◆ Activity list
1. For the article on the shift in military power below, decide whether each statement agrees with it: (a) In the 1980s the U.S. Navy had a fleet of nearly 600 warships. (b) The article holds that China is about to challenge U.S. military dominance. (c) Over the past decade the nations of Southeast Asia raised their defense budgets by half. Give yes or no for each, and quote the words of the article that decide it.
2. According to the article on the shift in military power below, what is India building?
3. Continue the article on the shift in military power below, starting after its last sentence.

◆ Source text
%%

September 6, 2011 — When Osama bin Laden’s al Qaeda terrorists destroyed the twin towers of the World Trade Center and a section of the Pentagon on September 11, 2001, the world had already become multipolar in a diplomatic and economic sense. Now, a decade later, despite the dramatic accomplishments of the American military in turning the tide in Iraq and killing bin Laden, we are entering a multipolar world in a military sense as well. Although U.S. soldiers and marines have slogged their way through the mountains of Afghanistan and the alleyways of Iraq, countries of the Indo-Pacific region have been quietly building their maritime, air, cyber and space capacities. This is nothing less than a power shift that has gone unnoticed because the attention of the public has been focused almost exclusively on events in Southwest Asia.
To be sure neither China nor India – or any other country in the greater Indian Ocean or Western Pacific region – is about to challenge U.S. military dominance: America is declining only very gradually, and in relative terms. But a point of inflection has been reached.
The U.S. Navy reduced its fleet of nearly 600 warships in the 1980s to nearly 300 today with a significant number of hulls scheduled to retire in the 2020s. In the meantime China has a shop-til-you-drop attitude toward acquiring submarines and India is building one of the world’s largest navies. Similar trends hold for air forces. Even as European defense budgets have fallen and the Pentagon is about to face dramatic cuts, the nations of Southeast Asia have increased their defense budgets by a third over the past decade.

%%

◆ Data records
%%

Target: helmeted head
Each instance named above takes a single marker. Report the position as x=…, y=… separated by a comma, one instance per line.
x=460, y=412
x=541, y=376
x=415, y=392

%%

◆ Task answers
1.
(a) Yes: "The U.S. Navy reduced its fleet of nearly 600 warships in the 1980s to nearly 300 today"
(b) No: "neither China nor India – or any other country in the greater Indian Ocean or Western Pacific region – is about to challenge U.S. military dominance"
(c) No: "the nations of Southeast Asia have increased their defense budgets by a third over the past decade"

2. One of the world's largest navies.

3.
It is ironic that the trend away from American predominance is unfolding as the Army and Marine Corps, despite the enormous manpower strains placed on them by the operational tempo of two wars, have improved qualitatively beyond measure. Because of difficult lessons learned in Afghanistan and Iraq, not only are ground forces able to deploy anywhere in the world at a moment’s notice, but they are able to conduct multiple, sophisticated counterinsurgency campaigns simultaneously. There is a profound truth in the unofficial motto of these soldiers and marines: no better friend, no worse enemy.
The last decade’s narrative was less about 9/11 itself than what those disastrous attacks led President George W. Bush to do: start two wars rather than one. The Iraq War, which I initially supported and have deeply regretted for years, resulted in the deaths of thousands of Americans and perhaps hundreds of thousands of Iraqis at a cost of more than a trillion dollars. Although the Iraq War did not in and of itself cause America’s relative decline, it is symbolic and symptomatic of that trend.
Nevertheless, one must be careful about projecting such a trend in linear fashion because anniversaries are analytically problematic. They force one to view them from a particular moment in time: a point that in and of itself is distorting. For no one can know how Iraq will look in two or three decades. No doubt developments in both neighboring Iran and Syria will help determine the ultimate legacy of the Iraq War.
It is even possible that Iraq will represent for America what the Indian Mutiny of 1857-58 represented for Great Britain. One of the many causes of that violent uprising was the influence of evangelical reformers attempting to modernize and Christianize India by forcibly molding it in the West’s image and likeness. The result was a revolt against British authority with cities besieged before being eventually relieved by colonial forces. But that debacle did not signal the end of the British Empire, which continued and even expanded for another century. Instead it marked the transition from an ad hoc imperium fired by an evangelical zeal to a calmer and more pragmatic empire built on commerce and technology.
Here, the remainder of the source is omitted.